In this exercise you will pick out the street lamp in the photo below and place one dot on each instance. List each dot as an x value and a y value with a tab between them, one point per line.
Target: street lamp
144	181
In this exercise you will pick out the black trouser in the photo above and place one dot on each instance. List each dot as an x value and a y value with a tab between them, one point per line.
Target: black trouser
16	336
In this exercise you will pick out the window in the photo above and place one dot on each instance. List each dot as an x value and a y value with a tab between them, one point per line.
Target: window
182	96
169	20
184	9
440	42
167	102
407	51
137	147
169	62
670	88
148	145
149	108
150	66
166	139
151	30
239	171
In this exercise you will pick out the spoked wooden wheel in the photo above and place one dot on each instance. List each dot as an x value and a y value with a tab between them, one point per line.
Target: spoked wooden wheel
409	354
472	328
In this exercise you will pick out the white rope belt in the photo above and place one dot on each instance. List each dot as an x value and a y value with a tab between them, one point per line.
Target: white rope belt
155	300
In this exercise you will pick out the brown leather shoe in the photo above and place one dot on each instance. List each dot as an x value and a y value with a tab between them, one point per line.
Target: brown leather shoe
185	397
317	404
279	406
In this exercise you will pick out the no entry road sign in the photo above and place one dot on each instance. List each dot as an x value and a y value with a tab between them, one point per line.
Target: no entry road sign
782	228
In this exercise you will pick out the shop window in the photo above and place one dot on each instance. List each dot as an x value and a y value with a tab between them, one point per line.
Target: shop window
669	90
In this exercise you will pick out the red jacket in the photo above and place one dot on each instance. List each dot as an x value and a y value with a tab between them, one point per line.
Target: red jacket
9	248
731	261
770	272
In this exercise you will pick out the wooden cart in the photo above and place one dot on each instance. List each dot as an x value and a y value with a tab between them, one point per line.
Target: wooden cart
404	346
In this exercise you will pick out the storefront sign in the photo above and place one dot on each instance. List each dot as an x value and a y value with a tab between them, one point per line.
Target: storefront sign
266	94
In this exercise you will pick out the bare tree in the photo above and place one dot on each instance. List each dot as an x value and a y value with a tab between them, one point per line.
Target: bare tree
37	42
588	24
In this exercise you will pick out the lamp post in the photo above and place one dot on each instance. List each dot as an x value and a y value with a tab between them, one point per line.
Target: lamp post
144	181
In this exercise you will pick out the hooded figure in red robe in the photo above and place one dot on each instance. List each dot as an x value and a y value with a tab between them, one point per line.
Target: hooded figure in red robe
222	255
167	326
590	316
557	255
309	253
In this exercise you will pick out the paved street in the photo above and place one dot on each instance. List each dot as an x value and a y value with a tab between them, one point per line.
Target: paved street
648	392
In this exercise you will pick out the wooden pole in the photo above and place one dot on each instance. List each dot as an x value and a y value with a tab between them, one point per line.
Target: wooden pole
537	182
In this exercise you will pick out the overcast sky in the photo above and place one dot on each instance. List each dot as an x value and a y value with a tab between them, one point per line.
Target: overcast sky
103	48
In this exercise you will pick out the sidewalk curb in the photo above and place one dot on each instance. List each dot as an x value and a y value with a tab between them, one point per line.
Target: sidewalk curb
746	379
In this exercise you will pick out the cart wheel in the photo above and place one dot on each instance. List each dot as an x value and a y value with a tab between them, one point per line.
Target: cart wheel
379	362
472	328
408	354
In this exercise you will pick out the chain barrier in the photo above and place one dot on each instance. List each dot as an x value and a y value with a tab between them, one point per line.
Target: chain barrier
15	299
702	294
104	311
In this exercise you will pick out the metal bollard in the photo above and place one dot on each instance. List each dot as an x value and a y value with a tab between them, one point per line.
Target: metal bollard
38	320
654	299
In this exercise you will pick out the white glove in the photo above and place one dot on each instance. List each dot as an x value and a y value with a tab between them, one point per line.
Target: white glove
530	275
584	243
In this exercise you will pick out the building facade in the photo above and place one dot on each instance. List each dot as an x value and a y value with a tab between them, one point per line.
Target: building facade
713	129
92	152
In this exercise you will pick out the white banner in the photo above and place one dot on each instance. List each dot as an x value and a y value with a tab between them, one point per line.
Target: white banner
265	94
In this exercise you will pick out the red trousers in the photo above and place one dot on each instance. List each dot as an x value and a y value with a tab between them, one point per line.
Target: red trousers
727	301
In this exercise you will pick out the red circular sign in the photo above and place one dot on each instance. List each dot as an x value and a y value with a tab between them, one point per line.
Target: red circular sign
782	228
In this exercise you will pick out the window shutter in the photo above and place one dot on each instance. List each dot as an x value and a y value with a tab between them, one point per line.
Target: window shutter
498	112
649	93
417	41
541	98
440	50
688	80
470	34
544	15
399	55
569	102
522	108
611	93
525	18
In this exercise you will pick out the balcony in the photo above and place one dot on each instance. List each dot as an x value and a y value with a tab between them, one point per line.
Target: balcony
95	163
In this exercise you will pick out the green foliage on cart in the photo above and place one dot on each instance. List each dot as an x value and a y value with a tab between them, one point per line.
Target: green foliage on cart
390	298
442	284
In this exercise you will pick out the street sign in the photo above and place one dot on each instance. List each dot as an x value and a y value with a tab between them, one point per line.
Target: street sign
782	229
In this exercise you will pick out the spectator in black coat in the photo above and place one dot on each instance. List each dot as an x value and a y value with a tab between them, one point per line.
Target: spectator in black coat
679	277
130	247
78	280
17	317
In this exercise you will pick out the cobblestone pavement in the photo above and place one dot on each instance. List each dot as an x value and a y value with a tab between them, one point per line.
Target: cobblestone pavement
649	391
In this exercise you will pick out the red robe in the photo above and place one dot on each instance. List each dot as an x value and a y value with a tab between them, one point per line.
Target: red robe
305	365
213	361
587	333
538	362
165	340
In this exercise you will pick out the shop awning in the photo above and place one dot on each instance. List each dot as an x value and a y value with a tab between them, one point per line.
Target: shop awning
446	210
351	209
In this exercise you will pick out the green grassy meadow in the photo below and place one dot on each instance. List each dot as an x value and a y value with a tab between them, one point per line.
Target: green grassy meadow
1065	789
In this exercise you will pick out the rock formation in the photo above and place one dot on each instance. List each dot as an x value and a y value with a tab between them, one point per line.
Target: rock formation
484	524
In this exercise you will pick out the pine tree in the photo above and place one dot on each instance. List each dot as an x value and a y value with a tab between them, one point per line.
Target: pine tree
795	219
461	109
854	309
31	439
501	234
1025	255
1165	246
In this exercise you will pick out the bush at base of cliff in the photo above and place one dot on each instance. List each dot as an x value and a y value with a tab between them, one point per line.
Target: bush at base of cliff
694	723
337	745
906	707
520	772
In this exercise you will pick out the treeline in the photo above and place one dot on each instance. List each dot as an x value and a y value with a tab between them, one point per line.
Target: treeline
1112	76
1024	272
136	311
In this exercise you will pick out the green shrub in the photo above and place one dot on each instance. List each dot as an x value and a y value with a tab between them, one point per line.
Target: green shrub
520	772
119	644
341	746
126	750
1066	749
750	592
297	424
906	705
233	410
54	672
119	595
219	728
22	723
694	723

(Challenge)
Extract each entry in full, exactly as given.

(Final answer)
In this exercise you will pick out the street lamp in the photo below and place one dot on each instance. List each dot as an x value and a y value with a tab between them, one point per line.
Target: street lamp
144	181
In this exercise you will pick out the black trouser in the photo above and place one dot on each instance. List each dot as an x value and a y value with a tab between them, one point per line.
Target: black trouser
16	336
In this exercise you will pick out the window in the photo above and place one dot on each instance. List each dot as an x value and a y value with a tab between them, one point per line.
Target: window
182	96
169	20
184	9
440	42
167	102
407	51
137	147
169	62
670	88
148	145
149	108
150	66
166	139
151	30
239	171
In this exercise you will pick out the spoked wooden wheel in the photo above and place one dot on each instance. List each dot as an x value and a y value with a tab between them, one point per line.
Target: spoked wooden wheel
409	354
472	328
In this exercise you will pick out the white rope belt in the photo above and place one dot on each instance. List each dot as an x value and a y value with a tab between them, one point per line.
Target: white rope belt
155	300
In this exercise you will pick out the brown leather shoe in the photo above and place one dot on each instance. List each dot as an x value and a y value with a tab between them, one point per line.
Target: brown leather shoe
185	397
317	404
279	406
In this exercise you will pick out the no entry road sign in the photo above and place one dot on each instance. List each dot as an x value and a y value with a tab between them, one point per line.
Target: no entry road sign
782	228
In this exercise you will pick out the shop window in the photo above and place one dot on each instance. List each dot as an x value and a y value with a tab between them, one point per line.
Target: shop window
669	90
In this exercise you will pick out the red jacket in the photo above and place one dot on each instance. List each dot as an x value and a y value with a tab between them, one point per line.
Target: red jacket
9	248
731	261
770	272
In this exercise you will pick out the wooden cart in the photo above and place one dot on each instance. List each dot as an x value and a y value with a tab between them, one point per line.
Target: wooden cart
404	346
In this exercise you will pick out the storefront sign in the photo above and place one dot on each instance. List each dot as an x value and a y value with a tab between them, one point per line.
Target: storefront sign
266	94
In this exercise you will pick out the bare tree in the photo above and place one dot on each instance. List each dot as an x value and a y value with a tab between them, one point per line.
Target: bare tree
37	42
588	24
In this exercise you will pick out the lamp post in the photo above and place one dot on each instance. List each dot as an x value and a y value with a tab between them, one point per line.
Target: lamp post
144	181
In this exercise you will pick out the hooded figure in red robe in the photo above and place one dot on each instance. List each dot as an x value and a y value with a tab between them, one point per line.
Target: hooded figure in red robe
222	255
167	326
590	316
557	255
309	253
In this exercise you will pick out the paved street in the photo above and place one dot on each instance. List each dot as an x value and a y value with a tab between them, one point per line.
Target: paved street
648	392
In this exercise you will pick out the wooden pole in the photo above and place one dot on each instance. List each dot as an x value and a y value with a tab between them, one point per line.
Target: wooden pole
537	182
In this exercise you will pick out the overcast sky in the photo above and place one dot on each instance. List each dot as an x value and a y value with a tab between them, one point per line.
Target: overcast sky
103	48
In this exercise you will pick out the sidewalk curb in the photo above and place one dot on each instance. List each dot as an x value and a y value with a tab between them, one point per line.
Target: sidewalk curb
746	379
In this exercise you will pick out the cart wheel in the photo above and place one dot on each instance. List each dot as an x value and a y value with a tab between them, one point per line.
Target: cart wheel
379	362
472	328
408	354
In this exercise you will pick out the chain barrier in the photo above and place one dot on each instance. List each dot as an x value and a y value with a tab between them, one point per line.
Target: chain barrier
15	299
702	294
104	311
In this exercise you will pick out the metal bollard in the photo above and place one dot on each instance. List each dot as an x value and a y value with a tab between them, one point per line.
Target: metal bollard
38	320
654	299
In this exercise you will pick out the white glove in the photo above and place one dot on each instance. List each dot as an x value and a y value with a tab between them, one point per line.
Target: white glove
530	275
584	243
In this exercise you will pick out the building facade in the photo above and place one dot on each instance. List each dot as an x value and a y value with a tab between them, one point per line.
Target: building facade
713	129
92	152
In this exercise you will pick out the white banner in the photo above and place one dot on each instance. List each dot as an x value and a y value with a tab between them, one point per line.
Target: white banner
265	94
In this exercise you will pick out the red trousers in the photo above and place one dot on each instance. List each dot as an x value and a y value with a tab between them, one point per line.
Target: red trousers
727	301
In this exercise you will pick out the red circular sign in the photo above and place one dot on each instance. List each dot as an x value and a y value with a tab between them, one point per line.
Target: red circular sign
782	228
In this exercise you will pick out the window shutter in the photo above and place one dot on each instance. List each dot as an x value and a y value with a tab between them, one point per line.
Target: window shutter
498	112
649	93
417	41
541	98
440	50
688	80
470	34
544	15
399	55
569	102
522	108
611	93
525	18
In this exercise you will pick out the balcony in the photo above and place one dot on each instance. List each dot as an x value and a y value with a tab between them, one point per line.
Target: balcony
95	163
In this exercise you will pick out the green foliage on cart in the photo above and place one dot on each instance. List each dot as an x value and a y value with a tab between them, one point per line.
Target: green foliage on cart
390	298
442	284
In this exercise you will pick out the street sign in the photo above and place one dot on each instance. List each dot as an x value and a y value with a tab between them, one point per line.
Target: street sign
782	229
In this exercise you will pick out the spectator in black coat in the photo above and place one dot on each instance. List each dot as an x value and a y value with a tab between them, one point per line.
Target: spectator in black coat
679	277
130	247
78	280
17	317
In this exercise you will pick out the cobblestone pavement in the photo above and place one dot on each instance. List each dot as an x value and a y value with a tab between them, one point per line.
Target: cobblestone pavement
649	391
In this exercise you will pick out the red robe in the photo above and place one dot on each instance. List each dot as an x value and a y value with a tab between them, one point per line.
Target: red robe
305	365
213	361
587	333
538	362
165	340
In this exercise you will pick out the shop awning in the photo above and place one dot on each instance. List each dot as an x value and a y value with a tab between them, one point per line.
Target: shop awning
446	210
351	209
In this exercise you will pick out the green grassy meadow in the photo below and place one dot on each instance. List each dot as an x value and a y value with a tab between them, one point per line.
Target: green grassy meadow
1065	789
In this exercise you will pick out the rock formation in the photo above and place one dot on each instance. List each dot as an x value and a y value with a tab between them, one point per line.
Target: rock formation
484	524
In this exercise you will pick out the pine tree in the photo above and place one dot on each instance. List each dot as an x value and a y value with a tab between them, one point per line.
Target: pine tree
795	219
461	109
854	309
31	439
501	234
1025	255
1165	246
In this exercise you will pick out the bush at base of cliff in the photo above and place one dot on each instance. List each dot as an x value and a y value with a tab between them, one point per line.
Target: bush at base of cliff
694	723
337	745
906	707
520	772
In this exercise you will pick out the treeline in the photo above and place one dot on each instance. List each dot as an x value and a y value with a tab between them, one point per line.
Target: treeline
1112	76
1024	272
136	311
In this exercise you will pick out the green shrub in the photo above and place one dot on each instance. List each dot as an x value and a y value with a tab between them, one point per line.
Target: green shrub
520	772
119	644
341	746
126	750
1066	749
750	592
297	424
906	705
233	410
54	672
119	595
219	728
22	723
694	723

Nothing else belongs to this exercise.